- What to work on -
Continue the story about the red Alfa Romeo and the Maserati, picking up right after the line in which the Maserati seems to ask for "More."

- Selected text -
=======
THE BRIGHT RED Alfa Romeo
and I had a marvelous and comfortable relationship for many years. She
took me places I had never been, and she always managed to get me back
in one piece. It was a marriage made in heaven.
After the Army transferred
me to Italy, the Alfa found herself back in her own element. This is where
she belonged. Oh, the wonderful times we had together … plunging headlong
toward Rome on the Autostrada del Sole, or dancing hand-in-hand along the
tortuous Via Aurelia on our way northward to Genoa and Monte Carlo. We
were as one, and the memories of the stoic MG soon faded.
Nothing would come between
my lovely Giulietta and me.
BUT ONE DAY she came into
my life.
I should have expected it.
It happens in the best of marriages.
There she stood, beneath
a lamppost near the PX, all decked out in what Time Magazine likes to call
"blood red" paint. (Italian cars are "blood red" after they crash and kill
somebody.)
She was a Maserati, and she
was a putana. No car ever looked so whorelike, especially to a man happily
married to the sweet Giulietta.
She wore little black dancing
slippers made by Pirelli. Her tail was bobbed; her nose, unlike those of
her Ferrari and Alfa Romeo rivals, was held low like a shark’s.
She thrust her fenders high,
arching them enticingly forward, inviting the innocents to touch.
And she wore no bumpers.
This wench of a Maserati was a pur sang racing machine.
No doors. Her lovers stepped
gingerly over her low threshold. No windshield. Just a piece of plexiglass
to deflect most road
detritus.
No speedometer. Race drivers
don’t need them. In its place a huge tachometer stared at me from between
the spokes of the
wood-rimmed steering wheel.
Back seat? Forget it. There
wasn’t even room for a single passenger, not with the twin batteries and
a pair of noisy electric fuel pumps occupying the space normally reserved
for a rider.
She made room for only one
man – at a time.
THE MASERATI was for sale.
It was the sole survivor of the 1956 Caracas 1000 Kilometer race, the event
in Venezuela that cost the Maserati factory five of its six cars.
Five wrecks in one race.
The destruction put Maserati out of the racing business as a factory team.
And here, outside the PX
on a remote U.S. Army base in Italy, was the surviving car. Lightly modified
for street use, the outrageous scarlet machine sat in unaccustomed silence
… waiting … waiting.
I asked the owner for a little
prova, a test drive, before making a decision about buying the swift 300S.
Sure, he said. But please hold the revs down to 3500 or it might get away
from you.
No problem, says I; 3500
RPM should be enough for the Maserati to show me her stuff.
And show me she did.
THERE WAS NO chance to ease
in the clutch; it was either all the way in or completely out with this
vixen. Not like my lovely, forgiving Alfa. The Maserati stalled.
We finally got rolling, tooling
along the narrow back road from Livorno to Pisa, when the Maserati called
out to me.
"More," she seemed to say.
=======
- Data lines -
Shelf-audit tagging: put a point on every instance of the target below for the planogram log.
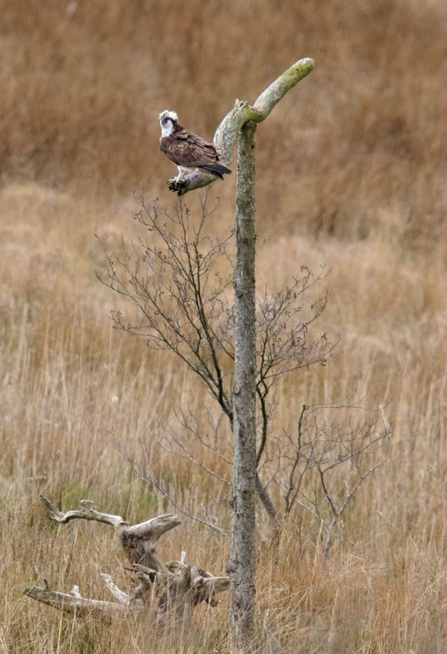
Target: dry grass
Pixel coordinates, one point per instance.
(350, 175)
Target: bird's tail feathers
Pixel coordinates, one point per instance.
(218, 169)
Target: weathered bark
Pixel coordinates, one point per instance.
(242, 564)
(228, 130)
(175, 587)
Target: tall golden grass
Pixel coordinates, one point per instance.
(350, 175)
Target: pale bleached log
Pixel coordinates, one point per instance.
(175, 587)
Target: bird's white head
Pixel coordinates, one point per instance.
(168, 120)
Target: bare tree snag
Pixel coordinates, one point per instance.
(173, 589)
(228, 130)
(241, 567)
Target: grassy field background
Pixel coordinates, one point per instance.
(351, 175)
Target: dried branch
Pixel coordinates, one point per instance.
(228, 130)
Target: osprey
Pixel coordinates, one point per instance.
(186, 150)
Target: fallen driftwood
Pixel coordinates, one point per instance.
(173, 589)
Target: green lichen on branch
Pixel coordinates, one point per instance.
(242, 112)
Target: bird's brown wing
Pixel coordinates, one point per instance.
(189, 150)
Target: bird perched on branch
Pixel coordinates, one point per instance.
(186, 150)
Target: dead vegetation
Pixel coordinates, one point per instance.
(351, 175)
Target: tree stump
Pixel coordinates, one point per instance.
(172, 589)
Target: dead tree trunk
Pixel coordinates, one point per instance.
(242, 564)
(172, 589)
(241, 122)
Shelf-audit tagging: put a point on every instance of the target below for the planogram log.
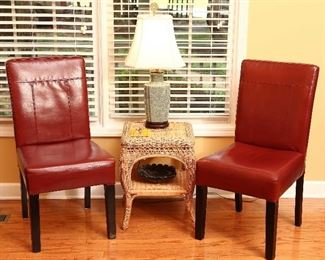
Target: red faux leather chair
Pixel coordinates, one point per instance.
(51, 122)
(272, 127)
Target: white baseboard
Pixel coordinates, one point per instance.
(11, 191)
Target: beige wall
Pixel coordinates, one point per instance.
(283, 30)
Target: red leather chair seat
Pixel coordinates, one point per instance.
(65, 165)
(257, 171)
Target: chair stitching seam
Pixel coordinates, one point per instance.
(34, 108)
(69, 104)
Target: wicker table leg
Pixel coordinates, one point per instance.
(128, 208)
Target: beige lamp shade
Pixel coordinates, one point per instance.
(154, 44)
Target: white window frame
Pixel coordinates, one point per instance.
(112, 127)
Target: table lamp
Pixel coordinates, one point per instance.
(154, 48)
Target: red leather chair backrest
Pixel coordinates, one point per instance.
(275, 103)
(49, 99)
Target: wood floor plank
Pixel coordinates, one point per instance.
(161, 229)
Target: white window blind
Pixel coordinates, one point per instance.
(204, 34)
(43, 28)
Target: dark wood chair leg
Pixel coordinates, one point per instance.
(270, 229)
(239, 202)
(200, 211)
(35, 223)
(298, 201)
(87, 197)
(23, 194)
(110, 210)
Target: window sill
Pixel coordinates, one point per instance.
(201, 128)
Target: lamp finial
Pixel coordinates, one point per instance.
(153, 8)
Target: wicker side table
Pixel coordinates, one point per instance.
(140, 143)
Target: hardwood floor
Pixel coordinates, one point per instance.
(160, 229)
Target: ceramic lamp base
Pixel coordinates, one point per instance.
(156, 96)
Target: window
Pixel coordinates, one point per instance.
(207, 34)
(43, 28)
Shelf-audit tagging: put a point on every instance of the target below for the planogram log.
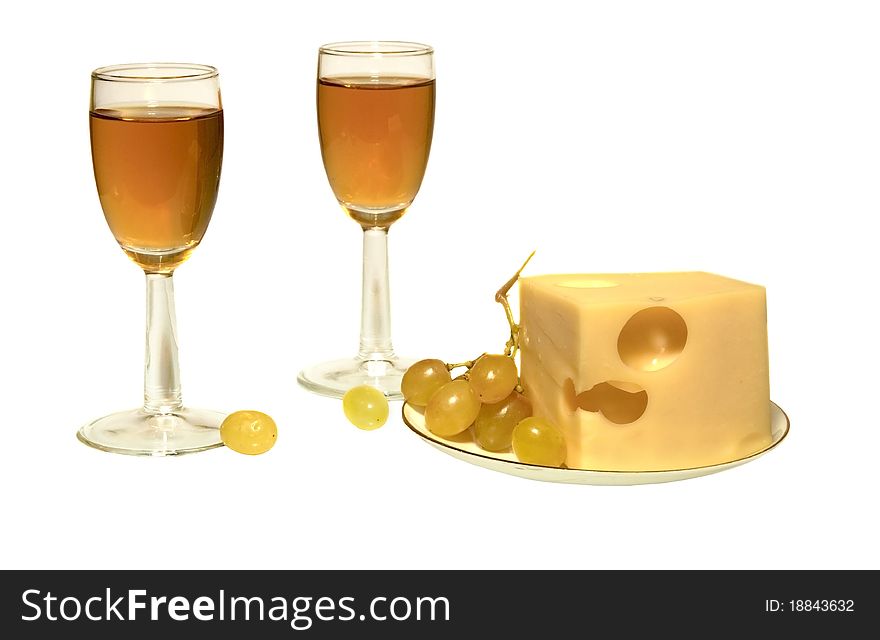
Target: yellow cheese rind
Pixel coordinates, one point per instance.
(710, 404)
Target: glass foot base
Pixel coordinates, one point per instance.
(138, 433)
(335, 378)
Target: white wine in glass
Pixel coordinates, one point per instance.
(157, 148)
(375, 122)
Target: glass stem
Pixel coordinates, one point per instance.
(376, 299)
(161, 371)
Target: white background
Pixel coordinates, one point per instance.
(736, 137)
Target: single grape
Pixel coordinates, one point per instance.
(539, 441)
(493, 428)
(422, 379)
(250, 432)
(452, 408)
(365, 407)
(493, 377)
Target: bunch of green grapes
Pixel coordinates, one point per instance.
(487, 399)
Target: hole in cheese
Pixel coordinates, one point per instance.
(587, 284)
(620, 402)
(652, 339)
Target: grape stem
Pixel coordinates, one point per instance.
(512, 345)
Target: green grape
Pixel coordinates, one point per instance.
(493, 377)
(452, 408)
(365, 407)
(422, 379)
(539, 441)
(250, 432)
(493, 428)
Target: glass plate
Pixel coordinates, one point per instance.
(507, 463)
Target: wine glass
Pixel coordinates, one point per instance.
(375, 123)
(157, 147)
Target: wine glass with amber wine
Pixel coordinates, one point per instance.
(375, 123)
(157, 147)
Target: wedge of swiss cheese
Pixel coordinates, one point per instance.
(647, 371)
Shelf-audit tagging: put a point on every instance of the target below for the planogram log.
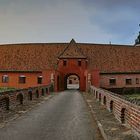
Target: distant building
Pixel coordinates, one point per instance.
(113, 67)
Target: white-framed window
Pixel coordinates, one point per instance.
(128, 81)
(137, 80)
(5, 79)
(112, 81)
(22, 79)
(39, 79)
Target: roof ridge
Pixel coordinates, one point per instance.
(73, 44)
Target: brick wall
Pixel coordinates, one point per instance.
(124, 111)
(9, 100)
(120, 80)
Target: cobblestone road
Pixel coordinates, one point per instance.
(63, 117)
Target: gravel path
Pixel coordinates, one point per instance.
(63, 117)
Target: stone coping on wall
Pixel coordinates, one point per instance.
(134, 102)
(132, 113)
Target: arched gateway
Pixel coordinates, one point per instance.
(71, 62)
=======
- Answer for this exercise -
"Let me run. Give me what I need." I pressed her throttle, and she nearly
squirted out from under me.
Into second gear with a metallic
snick and the tiny racer took the bit in her mouth. She was gone. Third
gear – snick – then fourth, and the tachometer needle reached for the redline.
Seven thousand revolutions
per minute, almost before I knew what the putana had done to me. Seven
grand in that 300S equated to a shade over 140 miles per hour – on a high-crowned
two-lane country road near Pisa.
It was insane … and I loved
it.
Who had been enticed by this
temptress before, I wondered. Fangio? Moss? Ascari? Which of the greats
of motor racing had taken this very seat in the past? Which of them had
fallen victim to her brazen charms?
And who among them did not
love her as I did in this moment of driving passion?
SHE ROARED like the very
hammers of hell as we dashed along the seawall separating us from the Tyrrhenian’s
azure waters. Depth perception left me. The blacktop road and the green
eucalyptus trees that lined it became a solid two-dimensional backdrop
for me and my new mistress.
I backed off the throttle
and downshifted for a sharp curve that the Alfa and I normally took at
80 mph, with only a little bit of tail-out sliding. The Maserati bit into
the corner at well over a hundred, handling as though she had been painted
down the middle of the road.
"More!" she demanded. "More!"
BUT I HAD had enough. My
hands were unsteady on the wheel, and my knees were none too solid. It
was time to come back to reality.
The Maserati had given me
the ride of my life. Back at the PX, her exhaust burbled angrily – as though
she knew I must reject her.
"I can’t keep you," I whispered,
placing a trembling hand on her upturned fender. "I can’t keep up with
you. You’re out of my league. I’m … I’m sorry."
Across the way, the little
Alfa Romeo sat primly, in complete disapproval of my foray into the nether
world of flashy ladies.
Eventually, I hoped, Giulietta
would forgive me.
I got in, started her engine,
and motored gently home.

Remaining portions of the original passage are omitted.